A block of data:
★ ★ ★ ★ ★ ★ ★
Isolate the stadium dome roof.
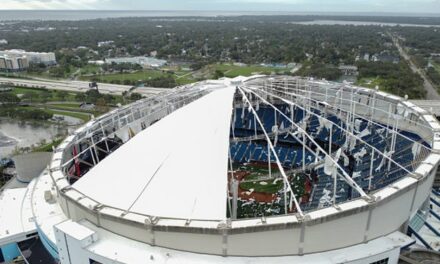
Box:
[73,83,235,220]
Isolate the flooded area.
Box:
[0,117,81,159]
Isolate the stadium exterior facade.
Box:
[0,76,440,264]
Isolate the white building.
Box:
[98,40,115,48]
[0,76,440,264]
[0,54,29,71]
[0,50,57,70]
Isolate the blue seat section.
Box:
[230,105,429,210]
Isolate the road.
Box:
[390,35,440,100]
[0,77,167,97]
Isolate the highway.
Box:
[390,35,440,100]
[0,77,167,97]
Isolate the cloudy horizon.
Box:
[0,0,440,14]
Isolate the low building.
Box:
[98,40,115,48]
[0,50,57,71]
[0,54,29,71]
[338,65,359,76]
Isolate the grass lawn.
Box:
[240,179,284,194]
[432,63,440,74]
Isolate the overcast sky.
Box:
[0,0,440,14]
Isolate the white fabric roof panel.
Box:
[73,86,235,220]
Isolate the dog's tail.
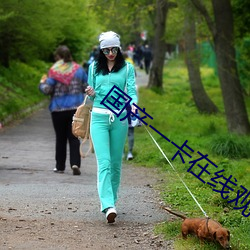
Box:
[162,206,187,220]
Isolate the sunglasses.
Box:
[102,47,118,55]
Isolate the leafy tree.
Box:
[0,0,99,67]
[191,0,250,134]
[184,2,218,114]
[148,0,177,89]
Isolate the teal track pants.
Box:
[90,112,128,212]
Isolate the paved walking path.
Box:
[0,70,174,250]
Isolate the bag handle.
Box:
[79,95,94,158]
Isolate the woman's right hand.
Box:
[85,86,95,97]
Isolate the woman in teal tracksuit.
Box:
[86,31,137,223]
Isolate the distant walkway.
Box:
[0,68,170,250]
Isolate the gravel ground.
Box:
[0,70,173,250]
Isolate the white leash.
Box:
[143,124,208,218]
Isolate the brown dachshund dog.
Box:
[163,207,230,249]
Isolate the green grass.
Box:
[0,61,48,123]
[0,57,250,250]
[129,60,250,250]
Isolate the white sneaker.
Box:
[127,152,134,161]
[106,207,117,223]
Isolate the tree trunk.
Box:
[212,0,250,134]
[148,0,168,89]
[185,6,218,114]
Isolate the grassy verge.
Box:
[129,60,250,250]
[0,61,48,126]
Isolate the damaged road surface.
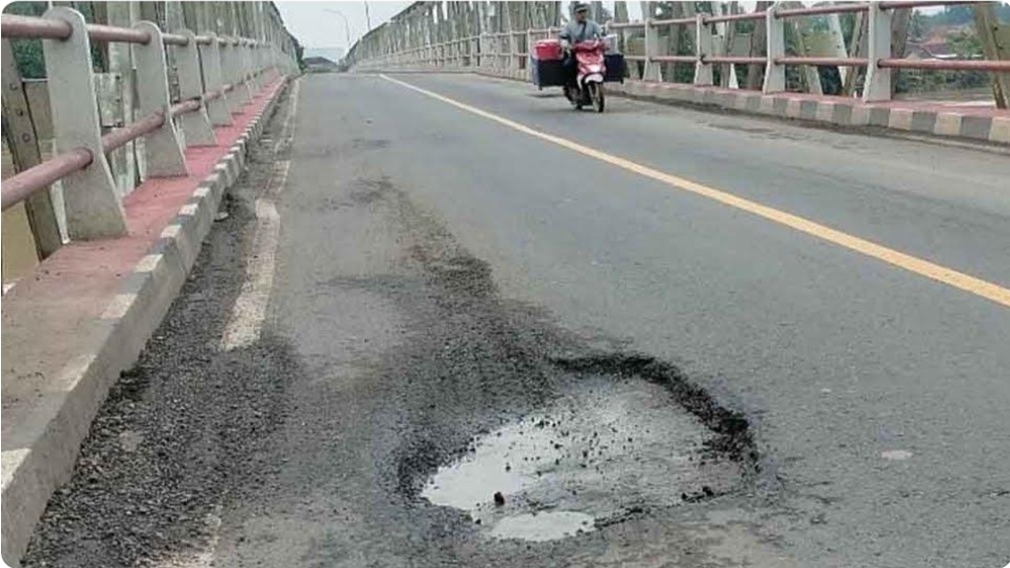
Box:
[24,76,1010,568]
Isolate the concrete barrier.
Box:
[2,78,287,566]
[387,67,1010,146]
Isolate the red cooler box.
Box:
[530,39,565,89]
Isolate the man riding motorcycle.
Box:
[558,2,603,87]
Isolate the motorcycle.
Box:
[565,39,607,112]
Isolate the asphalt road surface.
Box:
★ ★ ★ ★ ★ ★ ★
WHAT YOU SHOULD DO: Rewrite all the rows above, replacing every "Isolate" with "Highlight" and keeping everything else the same. Leave the picture lines out of your answer.

TASK ANSWER:
Highlight the stadium dome roof.
Box:
[73,83,235,220]
Highlight the flooded area.
Box:
[0,117,81,159]
Highlight the stadium exterior facade.
Box:
[0,76,440,264]
Highlight the white building.
Box:
[98,40,115,48]
[0,76,440,264]
[0,54,29,71]
[0,50,57,70]
Highlight the blue seat section.
Box:
[230,105,429,210]
Highlight the road.
Box:
[390,35,440,100]
[0,77,167,97]
Highlight the highway.
Box:
[390,35,440,100]
[0,77,167,97]
Highlight the cloudy horizon.
Box:
[0,0,440,14]
Highlight the low building.
Box:
[98,40,115,48]
[0,50,57,71]
[0,54,29,71]
[338,65,359,76]
Highlight the grass lawn.
Box:
[240,179,284,194]
[432,63,440,74]
Highlight the overcast sky.
Box:
[0,0,440,14]
Highlight the white fabric roof panel.
Box:
[73,86,235,220]
Highlight the dog's tail.
Box:
[162,206,187,220]
Highlight the sunglasses.
Box:
[102,47,118,55]
Highlight the leafy tree.
Box:
[0,0,99,67]
[191,0,250,134]
[184,2,218,114]
[148,0,177,89]
Highlight the teal track pants.
Box:
[90,112,128,212]
Highlight the paved walking path.
Box:
[0,70,174,250]
Highlight the bag handle.
Box:
[79,95,94,158]
Highlight the woman's right hand.
Box:
[85,86,95,97]
Highlight the woman in teal tracksuit.
Box:
[86,31,137,223]
Highlight the distant walkway.
Box:
[0,68,170,250]
Highlight the gravel ground.
Box:
[0,70,173,250]
Highlight the white leash.
Box:
[143,124,208,218]
Highlight the brown dachshund dog.
Box:
[163,207,230,249]
Highlight the green grass.
Box:
[0,61,48,123]
[0,57,250,250]
[129,60,250,250]
Highlight the white sneaker.
Box:
[127,152,134,161]
[106,207,117,223]
Highlight the tree trunk.
Box:
[212,0,250,134]
[148,0,168,89]
[185,6,218,114]
Highlight the grassy verge.
Box:
[129,60,250,250]
[0,61,48,126]
Highlight the damaged road surface.
Box:
[24,76,1010,568]
Highlight the concrete barrier.
Box:
[2,78,287,566]
[387,67,1010,146]
Highlight the red cooler box.
Box:
[530,39,565,89]
Highlight the man riding motorcycle.
Box:
[558,2,603,87]
Highlight the motorcycle.
Box:
[565,39,607,112]
Highlight the asphalt road surface.
Box:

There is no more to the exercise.